> Your task: In the listing below, find each line with the string "trousers" and report it.

> Extracted information:
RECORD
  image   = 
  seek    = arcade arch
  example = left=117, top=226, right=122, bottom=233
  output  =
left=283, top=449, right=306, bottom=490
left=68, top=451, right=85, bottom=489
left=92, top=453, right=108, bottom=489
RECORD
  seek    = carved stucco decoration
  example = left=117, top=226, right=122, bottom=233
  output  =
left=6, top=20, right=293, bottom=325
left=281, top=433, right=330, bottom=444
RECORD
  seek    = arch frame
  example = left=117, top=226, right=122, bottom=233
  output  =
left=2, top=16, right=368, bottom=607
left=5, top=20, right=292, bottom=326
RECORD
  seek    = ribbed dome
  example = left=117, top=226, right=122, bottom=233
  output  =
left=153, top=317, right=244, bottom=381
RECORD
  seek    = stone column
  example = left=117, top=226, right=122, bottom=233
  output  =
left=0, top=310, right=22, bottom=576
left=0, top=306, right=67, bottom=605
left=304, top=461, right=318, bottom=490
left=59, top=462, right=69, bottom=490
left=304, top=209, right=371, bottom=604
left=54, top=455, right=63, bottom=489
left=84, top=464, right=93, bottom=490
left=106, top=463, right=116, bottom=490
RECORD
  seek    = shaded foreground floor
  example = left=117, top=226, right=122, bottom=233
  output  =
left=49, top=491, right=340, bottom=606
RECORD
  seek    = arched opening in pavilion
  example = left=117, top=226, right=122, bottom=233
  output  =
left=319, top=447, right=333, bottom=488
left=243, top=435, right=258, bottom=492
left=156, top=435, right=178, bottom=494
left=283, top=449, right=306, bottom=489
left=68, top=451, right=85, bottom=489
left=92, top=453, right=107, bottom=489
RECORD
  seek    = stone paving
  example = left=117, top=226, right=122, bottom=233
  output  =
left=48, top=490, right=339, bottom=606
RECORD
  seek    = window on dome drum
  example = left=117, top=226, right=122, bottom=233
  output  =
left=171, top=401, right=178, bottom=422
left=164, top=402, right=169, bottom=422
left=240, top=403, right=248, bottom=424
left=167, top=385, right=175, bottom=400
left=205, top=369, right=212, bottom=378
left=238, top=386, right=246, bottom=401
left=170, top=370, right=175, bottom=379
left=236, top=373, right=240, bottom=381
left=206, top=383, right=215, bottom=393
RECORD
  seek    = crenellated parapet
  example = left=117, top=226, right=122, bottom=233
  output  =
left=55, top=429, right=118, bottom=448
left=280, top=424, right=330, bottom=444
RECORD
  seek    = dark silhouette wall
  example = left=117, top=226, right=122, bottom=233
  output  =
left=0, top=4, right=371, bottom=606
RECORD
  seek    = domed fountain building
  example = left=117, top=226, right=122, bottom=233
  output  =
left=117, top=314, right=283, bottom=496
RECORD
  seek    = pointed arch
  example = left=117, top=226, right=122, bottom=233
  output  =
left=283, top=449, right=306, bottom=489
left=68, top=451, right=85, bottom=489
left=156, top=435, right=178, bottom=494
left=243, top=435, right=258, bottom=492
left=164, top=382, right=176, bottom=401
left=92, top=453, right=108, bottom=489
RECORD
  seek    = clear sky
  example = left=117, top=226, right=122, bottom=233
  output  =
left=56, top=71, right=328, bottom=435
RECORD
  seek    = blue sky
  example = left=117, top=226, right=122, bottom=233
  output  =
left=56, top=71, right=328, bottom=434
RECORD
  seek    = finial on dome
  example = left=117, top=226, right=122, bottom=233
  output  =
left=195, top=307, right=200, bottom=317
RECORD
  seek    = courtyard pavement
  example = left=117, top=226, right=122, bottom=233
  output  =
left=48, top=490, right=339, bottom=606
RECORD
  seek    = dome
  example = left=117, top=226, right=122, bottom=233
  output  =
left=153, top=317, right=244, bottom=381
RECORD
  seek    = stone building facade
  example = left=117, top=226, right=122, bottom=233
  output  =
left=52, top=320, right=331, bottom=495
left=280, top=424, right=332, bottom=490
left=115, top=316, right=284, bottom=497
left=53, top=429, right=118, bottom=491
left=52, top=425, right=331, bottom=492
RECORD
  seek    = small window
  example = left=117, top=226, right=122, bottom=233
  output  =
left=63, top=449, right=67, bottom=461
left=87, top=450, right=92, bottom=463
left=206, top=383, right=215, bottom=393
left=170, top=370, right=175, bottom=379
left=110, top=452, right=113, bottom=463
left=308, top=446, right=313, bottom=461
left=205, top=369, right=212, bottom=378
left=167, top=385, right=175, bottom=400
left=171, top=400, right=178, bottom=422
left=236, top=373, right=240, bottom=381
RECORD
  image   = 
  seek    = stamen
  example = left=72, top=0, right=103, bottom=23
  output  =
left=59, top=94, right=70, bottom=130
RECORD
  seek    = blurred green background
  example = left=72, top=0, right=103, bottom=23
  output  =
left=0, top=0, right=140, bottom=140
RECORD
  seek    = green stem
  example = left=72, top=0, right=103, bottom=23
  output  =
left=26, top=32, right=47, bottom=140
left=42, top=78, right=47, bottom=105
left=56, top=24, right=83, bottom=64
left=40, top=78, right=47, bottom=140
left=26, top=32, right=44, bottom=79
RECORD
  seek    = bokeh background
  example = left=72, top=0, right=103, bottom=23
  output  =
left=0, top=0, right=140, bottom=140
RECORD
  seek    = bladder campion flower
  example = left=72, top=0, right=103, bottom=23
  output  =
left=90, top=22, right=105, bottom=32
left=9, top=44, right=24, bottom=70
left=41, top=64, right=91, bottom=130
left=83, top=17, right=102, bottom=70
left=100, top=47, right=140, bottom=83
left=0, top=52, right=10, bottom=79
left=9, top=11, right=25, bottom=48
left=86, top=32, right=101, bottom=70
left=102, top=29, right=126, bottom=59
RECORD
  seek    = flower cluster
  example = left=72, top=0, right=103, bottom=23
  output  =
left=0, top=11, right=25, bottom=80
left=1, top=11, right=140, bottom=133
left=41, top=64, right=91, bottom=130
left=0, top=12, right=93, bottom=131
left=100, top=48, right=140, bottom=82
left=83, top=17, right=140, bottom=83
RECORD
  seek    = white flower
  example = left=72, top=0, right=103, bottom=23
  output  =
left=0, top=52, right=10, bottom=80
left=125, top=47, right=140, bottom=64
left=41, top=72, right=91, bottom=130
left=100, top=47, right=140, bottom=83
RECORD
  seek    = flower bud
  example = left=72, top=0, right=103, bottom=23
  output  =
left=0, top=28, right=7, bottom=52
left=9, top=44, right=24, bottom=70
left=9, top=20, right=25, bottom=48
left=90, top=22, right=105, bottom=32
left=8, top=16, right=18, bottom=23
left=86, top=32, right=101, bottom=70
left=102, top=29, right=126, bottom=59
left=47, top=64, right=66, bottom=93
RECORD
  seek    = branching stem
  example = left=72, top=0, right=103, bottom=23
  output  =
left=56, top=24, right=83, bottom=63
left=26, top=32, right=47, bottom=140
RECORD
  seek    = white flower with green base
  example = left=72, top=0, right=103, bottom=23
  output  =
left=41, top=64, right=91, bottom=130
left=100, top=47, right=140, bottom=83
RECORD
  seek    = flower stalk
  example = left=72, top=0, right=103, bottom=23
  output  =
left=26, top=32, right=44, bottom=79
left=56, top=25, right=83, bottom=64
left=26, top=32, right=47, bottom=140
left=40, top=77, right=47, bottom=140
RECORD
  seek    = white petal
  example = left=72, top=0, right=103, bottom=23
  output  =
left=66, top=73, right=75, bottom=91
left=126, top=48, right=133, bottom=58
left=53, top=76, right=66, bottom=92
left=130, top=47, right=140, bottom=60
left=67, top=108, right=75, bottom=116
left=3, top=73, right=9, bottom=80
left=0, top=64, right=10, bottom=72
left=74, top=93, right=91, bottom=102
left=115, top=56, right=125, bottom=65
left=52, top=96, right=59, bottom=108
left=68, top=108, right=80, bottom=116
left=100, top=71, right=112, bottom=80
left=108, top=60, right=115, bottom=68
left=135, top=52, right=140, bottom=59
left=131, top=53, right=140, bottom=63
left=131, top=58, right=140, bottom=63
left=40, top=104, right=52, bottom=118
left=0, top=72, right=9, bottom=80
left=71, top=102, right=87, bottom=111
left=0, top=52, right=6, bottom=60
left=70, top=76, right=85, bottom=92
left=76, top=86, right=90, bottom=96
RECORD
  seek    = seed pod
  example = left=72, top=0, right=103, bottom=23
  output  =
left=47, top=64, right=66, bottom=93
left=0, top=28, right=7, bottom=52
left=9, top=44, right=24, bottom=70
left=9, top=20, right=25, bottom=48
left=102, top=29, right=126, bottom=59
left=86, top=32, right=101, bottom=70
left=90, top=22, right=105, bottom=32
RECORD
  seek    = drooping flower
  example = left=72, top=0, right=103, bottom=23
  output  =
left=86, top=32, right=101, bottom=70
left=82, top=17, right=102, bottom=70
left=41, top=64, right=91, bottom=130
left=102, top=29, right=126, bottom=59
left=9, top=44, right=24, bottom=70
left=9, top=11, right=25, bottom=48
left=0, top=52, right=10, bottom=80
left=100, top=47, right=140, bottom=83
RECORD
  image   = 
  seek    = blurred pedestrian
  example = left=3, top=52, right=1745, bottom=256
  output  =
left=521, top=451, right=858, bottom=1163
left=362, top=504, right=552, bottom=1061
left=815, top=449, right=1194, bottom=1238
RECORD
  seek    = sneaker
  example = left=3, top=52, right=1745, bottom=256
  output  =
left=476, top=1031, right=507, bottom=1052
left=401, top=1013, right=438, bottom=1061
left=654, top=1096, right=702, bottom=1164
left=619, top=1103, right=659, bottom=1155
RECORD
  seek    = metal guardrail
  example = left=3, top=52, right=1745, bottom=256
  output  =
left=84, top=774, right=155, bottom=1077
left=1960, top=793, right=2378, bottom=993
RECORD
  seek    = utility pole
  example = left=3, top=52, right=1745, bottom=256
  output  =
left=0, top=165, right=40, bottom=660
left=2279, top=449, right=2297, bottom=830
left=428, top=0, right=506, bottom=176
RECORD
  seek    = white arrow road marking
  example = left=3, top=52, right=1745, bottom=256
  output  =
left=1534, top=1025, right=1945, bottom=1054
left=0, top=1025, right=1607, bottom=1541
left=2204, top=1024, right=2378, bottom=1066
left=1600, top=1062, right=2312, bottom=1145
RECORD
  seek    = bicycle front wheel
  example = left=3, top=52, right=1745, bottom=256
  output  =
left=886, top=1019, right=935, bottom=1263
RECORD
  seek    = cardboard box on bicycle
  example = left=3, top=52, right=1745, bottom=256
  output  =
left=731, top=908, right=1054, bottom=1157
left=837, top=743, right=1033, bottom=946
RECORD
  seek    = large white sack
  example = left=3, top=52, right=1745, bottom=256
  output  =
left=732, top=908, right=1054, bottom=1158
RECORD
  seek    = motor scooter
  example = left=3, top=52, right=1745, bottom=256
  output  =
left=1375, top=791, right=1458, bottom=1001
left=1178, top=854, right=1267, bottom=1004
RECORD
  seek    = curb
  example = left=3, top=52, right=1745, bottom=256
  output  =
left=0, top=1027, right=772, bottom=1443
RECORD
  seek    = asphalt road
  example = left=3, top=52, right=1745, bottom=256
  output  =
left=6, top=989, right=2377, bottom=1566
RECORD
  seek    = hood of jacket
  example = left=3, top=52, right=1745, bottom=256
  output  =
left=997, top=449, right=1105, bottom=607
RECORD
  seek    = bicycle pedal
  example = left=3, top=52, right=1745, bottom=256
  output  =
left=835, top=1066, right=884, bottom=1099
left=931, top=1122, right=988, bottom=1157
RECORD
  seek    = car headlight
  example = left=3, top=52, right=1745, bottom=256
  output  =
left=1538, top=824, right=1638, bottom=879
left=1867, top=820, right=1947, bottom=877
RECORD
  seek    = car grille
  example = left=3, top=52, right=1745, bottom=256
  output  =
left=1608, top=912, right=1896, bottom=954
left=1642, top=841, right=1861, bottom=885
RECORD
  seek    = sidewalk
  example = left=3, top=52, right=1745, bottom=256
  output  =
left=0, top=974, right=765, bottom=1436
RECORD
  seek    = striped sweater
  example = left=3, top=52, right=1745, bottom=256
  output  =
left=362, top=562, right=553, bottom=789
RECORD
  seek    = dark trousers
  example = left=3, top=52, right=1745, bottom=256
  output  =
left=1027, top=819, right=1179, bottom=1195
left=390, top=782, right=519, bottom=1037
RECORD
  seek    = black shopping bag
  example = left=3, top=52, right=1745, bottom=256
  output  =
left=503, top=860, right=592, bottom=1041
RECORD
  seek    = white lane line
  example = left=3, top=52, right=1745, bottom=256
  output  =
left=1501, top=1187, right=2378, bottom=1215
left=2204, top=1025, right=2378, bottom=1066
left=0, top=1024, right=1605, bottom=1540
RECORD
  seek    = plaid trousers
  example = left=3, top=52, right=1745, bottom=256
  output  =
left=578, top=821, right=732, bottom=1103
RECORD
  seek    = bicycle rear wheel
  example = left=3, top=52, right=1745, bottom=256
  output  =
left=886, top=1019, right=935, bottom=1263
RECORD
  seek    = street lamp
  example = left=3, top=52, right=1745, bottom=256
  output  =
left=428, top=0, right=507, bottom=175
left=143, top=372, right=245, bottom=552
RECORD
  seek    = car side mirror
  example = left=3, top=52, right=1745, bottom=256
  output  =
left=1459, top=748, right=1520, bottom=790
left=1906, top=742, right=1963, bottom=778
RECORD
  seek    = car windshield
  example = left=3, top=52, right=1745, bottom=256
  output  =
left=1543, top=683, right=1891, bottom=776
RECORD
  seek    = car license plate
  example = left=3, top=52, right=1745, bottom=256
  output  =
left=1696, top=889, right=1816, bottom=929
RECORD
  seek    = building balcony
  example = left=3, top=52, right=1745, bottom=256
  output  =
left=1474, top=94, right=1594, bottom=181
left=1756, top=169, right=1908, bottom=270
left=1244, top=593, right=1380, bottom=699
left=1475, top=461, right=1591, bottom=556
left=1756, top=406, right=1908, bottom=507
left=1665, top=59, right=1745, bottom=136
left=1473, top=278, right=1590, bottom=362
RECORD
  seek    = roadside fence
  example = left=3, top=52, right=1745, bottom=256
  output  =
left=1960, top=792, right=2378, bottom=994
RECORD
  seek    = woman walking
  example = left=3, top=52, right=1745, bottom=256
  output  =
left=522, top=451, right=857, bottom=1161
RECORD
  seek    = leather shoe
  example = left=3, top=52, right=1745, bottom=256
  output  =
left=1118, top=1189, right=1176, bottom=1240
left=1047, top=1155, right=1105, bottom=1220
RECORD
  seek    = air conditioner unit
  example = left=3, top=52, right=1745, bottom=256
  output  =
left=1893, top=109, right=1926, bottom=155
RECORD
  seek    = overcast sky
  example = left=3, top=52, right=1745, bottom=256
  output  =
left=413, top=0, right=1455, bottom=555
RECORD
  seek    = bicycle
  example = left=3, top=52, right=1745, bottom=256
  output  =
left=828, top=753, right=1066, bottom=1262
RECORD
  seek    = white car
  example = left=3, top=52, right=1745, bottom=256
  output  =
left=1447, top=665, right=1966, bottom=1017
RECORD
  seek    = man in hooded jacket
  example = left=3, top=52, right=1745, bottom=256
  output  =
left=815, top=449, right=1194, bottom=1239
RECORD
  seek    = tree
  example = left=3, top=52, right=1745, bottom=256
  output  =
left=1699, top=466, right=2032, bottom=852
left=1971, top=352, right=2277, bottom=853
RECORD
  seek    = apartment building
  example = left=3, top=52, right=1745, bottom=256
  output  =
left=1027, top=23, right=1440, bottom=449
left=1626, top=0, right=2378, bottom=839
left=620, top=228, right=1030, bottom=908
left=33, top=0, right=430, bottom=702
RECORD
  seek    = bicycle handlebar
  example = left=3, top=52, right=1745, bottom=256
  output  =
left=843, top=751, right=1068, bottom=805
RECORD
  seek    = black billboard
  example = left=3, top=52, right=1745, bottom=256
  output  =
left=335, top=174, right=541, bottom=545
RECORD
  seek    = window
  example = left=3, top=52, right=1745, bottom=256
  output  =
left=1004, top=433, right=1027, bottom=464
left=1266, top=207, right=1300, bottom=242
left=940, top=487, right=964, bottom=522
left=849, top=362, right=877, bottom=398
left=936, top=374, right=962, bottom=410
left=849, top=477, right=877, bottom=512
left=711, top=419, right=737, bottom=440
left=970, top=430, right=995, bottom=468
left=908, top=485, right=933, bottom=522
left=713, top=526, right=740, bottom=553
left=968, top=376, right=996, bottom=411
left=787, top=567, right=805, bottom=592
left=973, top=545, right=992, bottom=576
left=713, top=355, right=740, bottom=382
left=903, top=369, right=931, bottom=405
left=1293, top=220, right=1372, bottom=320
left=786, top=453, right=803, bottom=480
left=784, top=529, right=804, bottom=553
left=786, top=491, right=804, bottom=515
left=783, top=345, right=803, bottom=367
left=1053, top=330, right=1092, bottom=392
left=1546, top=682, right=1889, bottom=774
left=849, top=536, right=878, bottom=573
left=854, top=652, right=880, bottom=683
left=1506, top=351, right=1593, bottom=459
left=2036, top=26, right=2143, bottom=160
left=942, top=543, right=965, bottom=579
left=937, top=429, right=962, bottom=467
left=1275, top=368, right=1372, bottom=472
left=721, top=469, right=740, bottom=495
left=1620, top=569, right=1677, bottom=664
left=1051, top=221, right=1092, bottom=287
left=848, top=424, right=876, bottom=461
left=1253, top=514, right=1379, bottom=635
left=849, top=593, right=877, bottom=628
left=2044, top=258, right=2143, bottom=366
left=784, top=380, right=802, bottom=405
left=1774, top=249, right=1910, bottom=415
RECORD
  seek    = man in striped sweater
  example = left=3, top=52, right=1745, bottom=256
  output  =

> Your solution:
  seek    = dark trousers
  seek    = plaid trousers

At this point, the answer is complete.